SUPPLIED TEXT:
___

Tuesday 14 October 2008

Doctoring the Challenge?

I LOVE 'University Challenge'. It has become a fine British institution, with teams from two universities each week pitting themselves not only against each other, but also against the prospect of being found wanting before the witheringly unforgiving gaze of inquisitor Jeremy Paxman.

Surely I can't be alone in thrilling to the prospect of an Oxbridge college being trounced by one of the 'new' universities, or relishing the depth of disdain that flavours one of Paxman's put-downs as a student gets an answer so terribly wrong? That's part of the programme's charm, along with its 'split screen' format that places one team above the other during the 'starter for ten' questions. As young teenager, I used to think they really were on top of each other, and thought how wonderful it was to be the 'top' team, like getting the top bunk bed.

___

DATA EXTRACTS:
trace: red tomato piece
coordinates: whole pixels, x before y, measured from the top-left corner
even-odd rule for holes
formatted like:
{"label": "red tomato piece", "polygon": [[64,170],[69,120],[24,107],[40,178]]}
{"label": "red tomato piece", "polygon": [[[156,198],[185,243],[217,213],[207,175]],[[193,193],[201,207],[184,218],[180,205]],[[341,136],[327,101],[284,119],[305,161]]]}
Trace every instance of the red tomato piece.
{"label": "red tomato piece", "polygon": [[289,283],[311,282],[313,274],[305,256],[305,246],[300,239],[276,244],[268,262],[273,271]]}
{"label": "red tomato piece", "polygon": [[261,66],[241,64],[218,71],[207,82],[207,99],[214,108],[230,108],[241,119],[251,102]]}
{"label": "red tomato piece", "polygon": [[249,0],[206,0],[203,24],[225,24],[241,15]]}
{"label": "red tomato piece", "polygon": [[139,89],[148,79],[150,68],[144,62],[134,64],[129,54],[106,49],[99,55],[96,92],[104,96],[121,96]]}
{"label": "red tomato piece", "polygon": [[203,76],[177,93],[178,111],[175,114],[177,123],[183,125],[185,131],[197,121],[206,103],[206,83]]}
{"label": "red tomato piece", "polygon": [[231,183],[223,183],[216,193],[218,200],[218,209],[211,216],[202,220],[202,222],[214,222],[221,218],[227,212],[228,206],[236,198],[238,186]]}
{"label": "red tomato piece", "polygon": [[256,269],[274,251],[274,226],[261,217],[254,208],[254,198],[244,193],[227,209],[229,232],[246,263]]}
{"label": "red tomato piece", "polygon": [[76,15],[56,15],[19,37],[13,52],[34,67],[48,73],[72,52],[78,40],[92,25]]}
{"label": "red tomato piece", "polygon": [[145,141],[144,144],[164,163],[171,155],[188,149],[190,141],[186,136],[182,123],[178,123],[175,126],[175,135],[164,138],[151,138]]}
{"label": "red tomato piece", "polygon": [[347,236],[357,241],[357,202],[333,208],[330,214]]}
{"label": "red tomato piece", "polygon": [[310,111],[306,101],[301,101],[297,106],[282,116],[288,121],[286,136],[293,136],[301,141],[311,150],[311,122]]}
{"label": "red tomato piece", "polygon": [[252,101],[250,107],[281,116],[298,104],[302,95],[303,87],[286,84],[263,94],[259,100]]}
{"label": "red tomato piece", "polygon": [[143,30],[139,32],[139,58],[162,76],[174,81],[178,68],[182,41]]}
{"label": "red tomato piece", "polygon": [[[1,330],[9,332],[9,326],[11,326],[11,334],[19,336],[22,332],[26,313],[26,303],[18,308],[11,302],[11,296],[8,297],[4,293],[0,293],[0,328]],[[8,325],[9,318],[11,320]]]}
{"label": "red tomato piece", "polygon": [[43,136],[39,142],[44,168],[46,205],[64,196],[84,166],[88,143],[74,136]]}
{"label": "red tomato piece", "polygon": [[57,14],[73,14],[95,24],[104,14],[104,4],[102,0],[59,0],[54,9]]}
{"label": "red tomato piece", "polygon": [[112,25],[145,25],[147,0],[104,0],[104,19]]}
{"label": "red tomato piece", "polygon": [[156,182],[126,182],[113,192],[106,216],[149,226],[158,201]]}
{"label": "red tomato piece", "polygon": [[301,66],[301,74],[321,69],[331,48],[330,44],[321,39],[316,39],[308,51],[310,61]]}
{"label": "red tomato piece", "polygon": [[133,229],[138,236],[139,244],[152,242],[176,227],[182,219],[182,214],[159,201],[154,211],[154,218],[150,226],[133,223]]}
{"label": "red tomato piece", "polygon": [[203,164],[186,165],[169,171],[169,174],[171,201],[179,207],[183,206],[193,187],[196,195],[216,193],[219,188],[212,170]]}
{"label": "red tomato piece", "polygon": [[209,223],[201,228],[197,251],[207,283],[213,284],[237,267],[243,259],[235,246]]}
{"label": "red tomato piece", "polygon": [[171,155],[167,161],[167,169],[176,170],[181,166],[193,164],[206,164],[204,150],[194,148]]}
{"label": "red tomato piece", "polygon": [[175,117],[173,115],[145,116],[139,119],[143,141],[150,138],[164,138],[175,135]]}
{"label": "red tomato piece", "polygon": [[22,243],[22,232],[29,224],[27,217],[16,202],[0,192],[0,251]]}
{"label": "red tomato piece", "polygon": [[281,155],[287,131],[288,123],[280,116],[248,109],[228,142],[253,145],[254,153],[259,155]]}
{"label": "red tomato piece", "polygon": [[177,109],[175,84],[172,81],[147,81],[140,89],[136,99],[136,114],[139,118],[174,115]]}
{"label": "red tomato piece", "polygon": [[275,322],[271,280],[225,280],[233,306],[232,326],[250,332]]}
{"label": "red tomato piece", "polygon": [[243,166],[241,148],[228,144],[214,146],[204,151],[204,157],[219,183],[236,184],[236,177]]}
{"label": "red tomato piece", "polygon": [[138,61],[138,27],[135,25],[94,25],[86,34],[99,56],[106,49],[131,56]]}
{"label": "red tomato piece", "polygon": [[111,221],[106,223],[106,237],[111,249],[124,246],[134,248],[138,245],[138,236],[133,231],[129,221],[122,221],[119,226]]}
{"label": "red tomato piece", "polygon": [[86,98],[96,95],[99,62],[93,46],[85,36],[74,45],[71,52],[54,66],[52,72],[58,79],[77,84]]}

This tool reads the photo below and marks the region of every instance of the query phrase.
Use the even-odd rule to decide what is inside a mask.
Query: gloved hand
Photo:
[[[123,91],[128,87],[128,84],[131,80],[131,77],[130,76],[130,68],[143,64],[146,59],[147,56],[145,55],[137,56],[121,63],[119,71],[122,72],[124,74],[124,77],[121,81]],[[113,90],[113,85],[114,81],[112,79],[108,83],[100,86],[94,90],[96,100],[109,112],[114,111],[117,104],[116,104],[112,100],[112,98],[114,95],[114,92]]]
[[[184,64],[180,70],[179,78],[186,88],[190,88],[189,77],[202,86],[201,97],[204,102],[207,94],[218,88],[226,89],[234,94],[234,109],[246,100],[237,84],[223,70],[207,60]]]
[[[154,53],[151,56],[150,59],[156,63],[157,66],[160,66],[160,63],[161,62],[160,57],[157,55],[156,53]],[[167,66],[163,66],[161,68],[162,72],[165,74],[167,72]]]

___

WORK INSTRUCTIONS:
1) In the post about University Challenge:
(a) How many universities' teams appear on the program each week?
(b) During which questions does the split-screen format place one team above the other?
(c) What did the writer compare being the "top" team to as a young teenager?
2) Can you write out the stretch of the post about University Challenge from "Doctoring the Challenge?" through "top bunk bed." again, switching "institution" to "tradition"?
Rely only on the post about University Challenge.

SOLUTIONS TO THE PROBLEMS:
1)
(a) Two.
(b) The "starter for ten" questions.
(c) Getting the top bunk bed.

2)
Doctoring the Challenge?

I LOVE 'University Challenge'. It has become a fine British tradition, with teams from two universities each week pitting themselves not only against each other, but also against the prospect of being found wanting before the witheringly unforgiving gaze of inquisitor Jeremy Paxman.

Surely I can't be alone in thrilling to the prospect of an Oxbridge college being trounced by one of the 'new' universities, or relishing the depth of disdain that flavours one of Paxman's put-downs as a student gets an answer so terribly wrong? That's part of the programme's charm, along with its 'split screen' format that places one team above the other during the 'starter for ten' questions. As young teenager, I used to think they really were on top of each other, and thought how wonderful it was to be the 'top' team, like getting the top bunk bed.